__ページ抜粋__
================================
「『いのちの思想』を掘り起こす」の安藤泰至氏がコラム

「『いのちの思想』を掘り起こすー生命倫理の再生に向けて」の編著者
安藤泰至先生が、宗教情報センターHPにコラムを寄稿しておられます。



安藤氏が生命倫理学の議論を知って感じた疑問は3つ。

哲学・倫理学系の生命倫理学者には
「自分自身の人生を棚にあげたようなかたちで
論理的なパズルを解くかのように考察するやり方」。

知的な興奮はあっても、
人生の一回性を生きる人間の問題を考察するには「不遜とも言える印象」を抱いた、と。

(ちなみに私も、シンガーの「実践の倫理」を初めて読んだ2007年に、
こんなの論理のパズルだ」という印象を受けた。
P・Singerの「知的障害者」、中身は?(2007/9/3))

安藤氏の第2の疑問は、
医療系、実践系の生命倫理学者の「医療の現場にいる専門家、医療従事者が
もっとも生命倫理への発言権を持っている、というような考え方」。

さらに法学系の生命倫理学者は、
患者の権利や人権を盛んに言う反面、
「例えば生殖医療や臓器移植のように、
ある人の生命やいのちをまもろうとすることが
必然的に別の人の生命やいのちの犠牲を伴う場合があるように、
現代の生命倫理問題が、単に欲望の充足とか機会の均等といった観点だけでは扱えない
生と死の「神秘」のようなものに関わっているという事態が十分に捉えられていない」

その他、すごく共感したのは、

現代の生命倫理学というのは
このような根本的な問いを棚上げにしてしまっているというか、
その問いを十分に問わないままで単なる利害や権利の調整や
「倫理的な問題もきちんと検討しましたよ」というお墨付きを与えるための
ある種の手続きになってしまっているように思えた.

「~~については絶対に倫理的に認められないという根拠は存在しない」といった言い方は、
既存の社会に蔓延している浅薄な価値観や死生観を問い直すことなく、
国策や産業利益と深く結びついた新しい医療技術や生命科学を推進する方向
に後押しすることになります.

「いのちへの問い」を個人に預けたまま、
専門家主導の医療文化をますます強化するような方向に与している。

上記のような現代の生命倫理(学)の議論には、
広い意味での宗教的な観点というか、人間存在、あるいは
人間の生と死の現実そのものに含まれている宗教的な次元というものが
十分にふまえられていない

何らかの宗教的教義やその世界観に基づいて
生命倫理問題への一定の「答え」を出すことではなく、むしろ、
宗教そのものの根底にある「いのちへの問い」に立ち返って、
それを徹底的に「問う」こと

一般の生命倫理学においては深く問われぬままに棚上げされている
「いのちへの問い」をきちんと問い続けること


なお、spitzibaraが「介護保険情報」に書いた
「『いのちの思想』を掘り起こす」の書評は
こちら⇒http://blogs.yahoo.co.jp/spitzibara/64559514.html

生命倫理を問い直すのは学者だけじゃない、私たちみんなの仕事のはずだ、
というメッセージを込めた、つもり。
================================
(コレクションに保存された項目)
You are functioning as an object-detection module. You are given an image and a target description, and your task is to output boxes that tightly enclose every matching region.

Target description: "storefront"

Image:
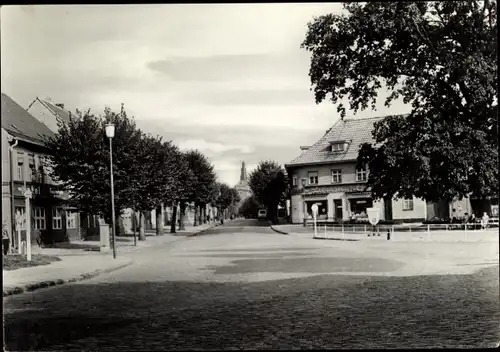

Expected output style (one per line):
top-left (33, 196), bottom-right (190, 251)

top-left (304, 198), bottom-right (328, 220)
top-left (347, 194), bottom-right (373, 220)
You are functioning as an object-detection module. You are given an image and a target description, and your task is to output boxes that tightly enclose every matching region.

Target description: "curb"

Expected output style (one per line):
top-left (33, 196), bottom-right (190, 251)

top-left (186, 224), bottom-right (221, 237)
top-left (269, 221), bottom-right (289, 235)
top-left (3, 259), bottom-right (134, 297)
top-left (313, 237), bottom-right (361, 242)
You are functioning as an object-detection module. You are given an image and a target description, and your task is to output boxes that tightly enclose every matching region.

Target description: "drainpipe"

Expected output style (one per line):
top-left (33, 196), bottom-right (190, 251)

top-left (9, 138), bottom-right (19, 248)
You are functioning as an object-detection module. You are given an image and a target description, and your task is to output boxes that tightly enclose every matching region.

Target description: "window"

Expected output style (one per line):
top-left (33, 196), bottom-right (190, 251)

top-left (403, 199), bottom-right (413, 210)
top-left (332, 143), bottom-right (344, 152)
top-left (52, 207), bottom-right (63, 230)
top-left (27, 154), bottom-right (36, 181)
top-left (66, 210), bottom-right (76, 229)
top-left (332, 170), bottom-right (342, 183)
top-left (34, 207), bottom-right (46, 230)
top-left (308, 171), bottom-right (318, 185)
top-left (16, 152), bottom-right (24, 181)
top-left (16, 207), bottom-right (26, 230)
top-left (356, 169), bottom-right (366, 181)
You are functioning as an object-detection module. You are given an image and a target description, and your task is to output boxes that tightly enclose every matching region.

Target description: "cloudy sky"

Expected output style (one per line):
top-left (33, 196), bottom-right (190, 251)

top-left (1, 3), bottom-right (408, 185)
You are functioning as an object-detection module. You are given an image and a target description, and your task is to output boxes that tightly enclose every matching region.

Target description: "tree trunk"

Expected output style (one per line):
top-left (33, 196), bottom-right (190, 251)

top-left (198, 204), bottom-right (205, 225)
top-left (156, 205), bottom-right (163, 236)
top-left (193, 203), bottom-right (198, 226)
top-left (132, 210), bottom-right (137, 246)
top-left (170, 202), bottom-right (177, 233)
top-left (139, 211), bottom-right (146, 241)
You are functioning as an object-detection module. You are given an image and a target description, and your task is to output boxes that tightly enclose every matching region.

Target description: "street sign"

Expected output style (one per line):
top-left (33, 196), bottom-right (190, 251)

top-left (366, 208), bottom-right (380, 226)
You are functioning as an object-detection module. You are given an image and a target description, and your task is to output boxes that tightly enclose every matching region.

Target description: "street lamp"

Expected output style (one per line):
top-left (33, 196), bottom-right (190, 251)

top-left (106, 123), bottom-right (116, 259)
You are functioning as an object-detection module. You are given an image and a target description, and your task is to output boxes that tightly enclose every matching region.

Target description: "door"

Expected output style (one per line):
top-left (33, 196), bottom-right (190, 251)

top-left (333, 199), bottom-right (343, 221)
top-left (384, 198), bottom-right (392, 221)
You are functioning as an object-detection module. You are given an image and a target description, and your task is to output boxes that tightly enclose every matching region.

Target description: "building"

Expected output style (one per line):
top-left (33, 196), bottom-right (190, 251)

top-left (234, 161), bottom-right (252, 209)
top-left (27, 97), bottom-right (103, 240)
top-left (1, 93), bottom-right (80, 246)
top-left (285, 117), bottom-right (488, 223)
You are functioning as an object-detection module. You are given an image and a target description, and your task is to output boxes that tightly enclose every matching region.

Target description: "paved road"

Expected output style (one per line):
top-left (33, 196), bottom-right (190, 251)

top-left (4, 220), bottom-right (500, 351)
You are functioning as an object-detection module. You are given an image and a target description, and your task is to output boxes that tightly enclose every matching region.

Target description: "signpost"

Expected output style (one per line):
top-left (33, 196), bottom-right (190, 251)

top-left (19, 186), bottom-right (33, 262)
top-left (366, 208), bottom-right (380, 237)
top-left (311, 204), bottom-right (318, 238)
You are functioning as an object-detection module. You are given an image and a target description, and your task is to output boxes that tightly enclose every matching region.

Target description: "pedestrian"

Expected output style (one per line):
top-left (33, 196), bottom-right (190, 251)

top-left (2, 223), bottom-right (10, 255)
top-left (481, 212), bottom-right (490, 230)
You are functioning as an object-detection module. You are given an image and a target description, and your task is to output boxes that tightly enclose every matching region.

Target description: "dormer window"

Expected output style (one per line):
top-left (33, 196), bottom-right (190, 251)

top-left (331, 141), bottom-right (347, 153)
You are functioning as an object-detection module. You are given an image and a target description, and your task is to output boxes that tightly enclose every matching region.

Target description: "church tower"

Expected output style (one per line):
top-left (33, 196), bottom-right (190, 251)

top-left (234, 161), bottom-right (252, 212)
top-left (240, 162), bottom-right (247, 182)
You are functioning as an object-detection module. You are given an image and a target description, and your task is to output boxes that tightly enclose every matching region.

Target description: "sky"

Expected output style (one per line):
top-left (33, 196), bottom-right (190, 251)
================================
__取り組む課題__
1. ページ抜粋によると、安藤氏が生命倫理学の議論を知って感じた疑問はいくつですか。
2. 次の(a)〜(c)の記述がページ抜粋の内容と合っているかを判定し、それぞれ「はい」か「いいえ」で答えてください。判定の決め手となる本文の語句も正確に引用してください。(a) 筆者がシンガーの「実践の倫理」を初めて読んだのは2007年である。(b) 安藤氏のコラムは「介護保険情報」に寄稿された。(c) 法学系の生命倫理学者は患者の権利や人権をほとんど口にしない。
3. ページ抜粋のうち、「さらに法学系の生命倫理学者は、」を含む語句で始まり「生と死の「神秘」のようなものに関わっているという事態が十分に捉えられていない」」で終わる部分を書き出してください。その際、「臓器移植」を「再生医療」に入れ替えてください。

__課題ごとの解答__
1. 3つです。

2.
(a) はい。「シンガーの「実践の倫理」を初めて読んだ2007年に」
(b) いいえ。「宗教情報センターHPにコラムを寄稿しておられます」
(c) いいえ。「患者の権利や人権を盛んに言う反面」

3.
さらに法学系の生命倫理学者は、
患者の権利や人権を盛んに言う反面、
「例えば生殖医療や再生医療のように、
ある人の生命やいのちをまもろうとすることが
必然的に別の人の生命やいのちの犠牲を伴う場合があるように、
現代の生命倫理問題が、単に欲望の充足とか機会の均等といった観点だけでは扱えない
生と死の「神秘」のようなものに関わっているという事態が十分に捉えられていない」